Reproduce the full listing below, swapping "stool leg" for "table leg" and leaving everything else untouched.

=====

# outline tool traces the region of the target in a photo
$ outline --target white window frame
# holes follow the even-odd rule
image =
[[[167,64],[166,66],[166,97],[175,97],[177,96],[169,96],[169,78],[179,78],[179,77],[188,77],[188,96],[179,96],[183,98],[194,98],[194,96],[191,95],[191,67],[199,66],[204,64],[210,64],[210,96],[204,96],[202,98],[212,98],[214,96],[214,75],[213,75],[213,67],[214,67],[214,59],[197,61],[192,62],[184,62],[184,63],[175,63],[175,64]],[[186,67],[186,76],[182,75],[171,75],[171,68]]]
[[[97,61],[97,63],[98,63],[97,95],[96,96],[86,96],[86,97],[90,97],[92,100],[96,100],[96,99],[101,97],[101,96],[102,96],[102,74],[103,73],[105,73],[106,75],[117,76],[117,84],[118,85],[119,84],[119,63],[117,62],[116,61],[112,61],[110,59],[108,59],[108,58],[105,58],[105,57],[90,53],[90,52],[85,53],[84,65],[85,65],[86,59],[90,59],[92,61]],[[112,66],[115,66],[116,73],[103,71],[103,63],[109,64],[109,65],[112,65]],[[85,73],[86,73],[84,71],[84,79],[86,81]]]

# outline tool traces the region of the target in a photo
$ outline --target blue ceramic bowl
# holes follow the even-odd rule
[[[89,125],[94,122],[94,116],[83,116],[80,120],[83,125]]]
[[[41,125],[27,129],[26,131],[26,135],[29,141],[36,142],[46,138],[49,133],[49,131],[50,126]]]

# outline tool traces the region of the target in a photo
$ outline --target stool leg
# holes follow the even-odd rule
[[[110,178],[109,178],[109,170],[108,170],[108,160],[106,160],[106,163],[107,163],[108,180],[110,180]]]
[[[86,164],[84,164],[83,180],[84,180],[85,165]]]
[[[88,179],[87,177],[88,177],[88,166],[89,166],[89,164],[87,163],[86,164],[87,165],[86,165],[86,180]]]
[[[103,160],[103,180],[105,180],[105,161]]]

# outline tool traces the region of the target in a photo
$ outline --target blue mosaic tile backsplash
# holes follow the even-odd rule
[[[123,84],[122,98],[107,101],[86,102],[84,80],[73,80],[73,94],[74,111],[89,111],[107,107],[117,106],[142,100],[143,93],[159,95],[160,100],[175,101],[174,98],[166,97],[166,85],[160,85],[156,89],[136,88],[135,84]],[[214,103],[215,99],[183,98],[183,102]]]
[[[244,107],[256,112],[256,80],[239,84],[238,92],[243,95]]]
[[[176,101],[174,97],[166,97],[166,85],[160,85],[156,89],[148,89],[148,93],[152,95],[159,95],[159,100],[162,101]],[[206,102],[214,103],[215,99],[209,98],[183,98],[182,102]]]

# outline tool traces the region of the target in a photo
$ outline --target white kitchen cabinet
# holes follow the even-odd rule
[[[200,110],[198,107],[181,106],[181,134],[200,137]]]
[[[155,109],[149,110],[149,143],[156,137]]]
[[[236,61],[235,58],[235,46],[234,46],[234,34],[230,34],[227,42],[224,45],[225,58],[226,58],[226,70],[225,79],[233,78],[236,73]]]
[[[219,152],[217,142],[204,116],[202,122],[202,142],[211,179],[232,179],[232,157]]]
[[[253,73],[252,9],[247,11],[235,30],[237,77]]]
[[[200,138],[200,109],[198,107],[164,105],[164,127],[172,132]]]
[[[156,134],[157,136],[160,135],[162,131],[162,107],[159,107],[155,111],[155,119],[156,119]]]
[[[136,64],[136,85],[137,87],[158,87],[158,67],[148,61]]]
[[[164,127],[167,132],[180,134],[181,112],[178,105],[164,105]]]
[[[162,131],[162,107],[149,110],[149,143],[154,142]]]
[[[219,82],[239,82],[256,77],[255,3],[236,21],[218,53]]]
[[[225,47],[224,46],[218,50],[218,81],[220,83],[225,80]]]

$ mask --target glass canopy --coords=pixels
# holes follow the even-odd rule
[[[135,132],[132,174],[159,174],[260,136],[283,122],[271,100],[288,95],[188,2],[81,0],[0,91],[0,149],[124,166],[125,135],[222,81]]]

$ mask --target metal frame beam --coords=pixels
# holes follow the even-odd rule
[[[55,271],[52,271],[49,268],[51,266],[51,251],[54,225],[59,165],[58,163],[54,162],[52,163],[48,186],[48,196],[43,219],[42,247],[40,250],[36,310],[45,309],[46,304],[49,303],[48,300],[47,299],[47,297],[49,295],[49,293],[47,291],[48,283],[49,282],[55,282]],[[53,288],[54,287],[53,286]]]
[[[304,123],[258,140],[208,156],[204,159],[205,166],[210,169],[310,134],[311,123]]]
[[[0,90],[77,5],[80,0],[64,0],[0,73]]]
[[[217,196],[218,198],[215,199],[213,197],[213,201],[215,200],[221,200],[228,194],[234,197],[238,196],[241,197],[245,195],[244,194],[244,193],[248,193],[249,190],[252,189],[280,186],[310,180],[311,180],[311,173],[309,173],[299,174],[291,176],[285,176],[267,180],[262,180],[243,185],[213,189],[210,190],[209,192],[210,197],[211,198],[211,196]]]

=====

EXERCISE ANSWER
# outline tool traces the region of the target in a photo
$ outline --target white window frame
# holes follow the even-odd rule
image =
[[[167,64],[166,66],[166,97],[175,97],[177,96],[169,96],[169,78],[179,78],[179,77],[188,77],[188,96],[179,96],[183,98],[194,98],[194,96],[191,95],[191,67],[199,66],[204,64],[210,64],[210,96],[204,96],[202,98],[212,98],[214,96],[214,75],[213,75],[213,67],[214,67],[214,59],[197,61],[192,62],[184,62],[184,63],[175,63],[175,64]],[[186,67],[186,76],[182,75],[171,75],[171,68]]]
[[[97,61],[97,63],[98,63],[97,95],[96,96],[86,96],[86,97],[90,97],[92,100],[96,100],[96,99],[101,97],[101,96],[102,96],[102,74],[103,73],[105,73],[106,75],[117,76],[117,84],[118,85],[119,84],[119,63],[117,62],[116,61],[112,61],[110,59],[108,59],[108,58],[105,58],[105,57],[90,53],[90,52],[85,53],[84,65],[85,65],[86,59],[90,59],[92,61]],[[112,66],[115,66],[116,73],[103,71],[103,63],[109,64],[109,65],[112,65]],[[85,73],[86,73],[84,71],[84,79],[86,81]]]

# outline tool traces the region of the target in a photo
$ outline --target blue ceramic bowl
# holes follow the even-odd rule
[[[89,125],[94,122],[94,116],[83,116],[80,120],[83,125]]]
[[[41,125],[27,129],[26,131],[26,135],[29,141],[36,142],[46,138],[49,133],[49,131],[50,126]]]

# outline tool traces the region of the target in a photo
$ outline --target table leg
# holes follow the even-odd rule
[[[110,178],[109,178],[109,170],[108,170],[108,160],[106,160],[106,163],[107,163],[108,180],[110,180]]]
[[[86,164],[84,164],[83,180],[84,180],[85,165]]]
[[[88,179],[87,177],[88,177],[88,166],[89,166],[89,164],[87,163],[86,164],[87,165],[86,165],[86,180]]]
[[[103,160],[103,180],[105,180],[105,161]]]

# outline tool traces the region of the target in a photo
$ outline --target blue mosaic tile backsplash
# holes follow the even-odd rule
[[[123,84],[122,98],[107,101],[86,102],[84,80],[73,80],[73,94],[74,111],[89,111],[107,107],[117,106],[142,100],[143,93],[159,95],[160,100],[175,101],[174,98],[166,97],[166,85],[160,85],[156,89],[136,88],[135,84]],[[214,103],[215,99],[183,98],[183,102]]]
[[[244,107],[256,112],[256,80],[239,84],[238,92],[243,95]]]
[[[176,101],[174,97],[166,97],[166,85],[160,85],[156,89],[148,89],[148,93],[152,95],[159,95],[159,100],[162,101]],[[206,102],[214,103],[215,99],[209,98],[183,98],[182,102]]]

# outline tool traces the region of the target in a photo
$ outline --target white kitchen cabinet
# holes follow the even-odd rule
[[[200,110],[198,107],[181,106],[181,134],[200,137]]]
[[[155,109],[149,110],[149,143],[156,137]]]
[[[236,61],[235,58],[235,46],[234,46],[234,34],[230,34],[227,42],[224,45],[225,58],[226,58],[226,70],[225,79],[233,78],[236,73]]]
[[[219,152],[217,142],[204,116],[202,122],[202,142],[211,179],[232,179],[232,157]]]
[[[253,73],[252,9],[247,11],[235,30],[237,77]]]
[[[200,138],[200,109],[198,107],[164,105],[164,127],[172,132]]]
[[[156,134],[157,136],[160,135],[162,131],[162,107],[159,107],[155,111],[155,119],[156,119]]]
[[[136,64],[136,85],[137,87],[158,87],[158,67],[148,61]]]
[[[164,127],[167,132],[180,134],[181,112],[178,105],[164,105]]]
[[[162,131],[162,107],[149,110],[149,143],[154,142]]]
[[[219,82],[239,82],[256,77],[255,3],[236,21],[218,53]]]
[[[225,47],[224,46],[218,50],[218,81],[220,83],[225,80]]]

$ mask --target glass canopy --coords=pixels
# holes follow the even-odd rule
[[[135,132],[132,174],[159,174],[260,136],[283,122],[271,100],[288,95],[188,2],[81,0],[0,91],[0,149],[124,166],[125,135],[222,81]]]

$ mask --target metal frame beam --coords=pixels
# holes follow the even-odd rule
[[[55,271],[52,271],[49,268],[51,266],[51,251],[54,225],[59,165],[58,163],[54,162],[52,163],[48,186],[48,196],[43,219],[42,247],[40,250],[36,310],[45,309],[46,304],[49,303],[48,300],[47,299],[47,297],[49,295],[49,293],[47,291],[48,283],[49,282],[55,282]],[[53,288],[54,287],[53,286]]]
[[[304,123],[258,140],[208,156],[204,159],[205,166],[210,169],[310,134],[311,123]]]
[[[0,90],[77,5],[80,0],[64,0],[0,73]]]
[[[217,196],[218,198],[215,199],[213,197],[213,201],[215,200],[221,200],[228,194],[234,197],[238,196],[241,197],[245,195],[244,194],[244,193],[248,193],[249,190],[252,189],[280,186],[310,180],[311,180],[311,173],[309,173],[299,174],[291,176],[285,176],[267,180],[262,180],[243,185],[213,189],[210,190],[209,192],[210,197],[211,198],[211,196]]]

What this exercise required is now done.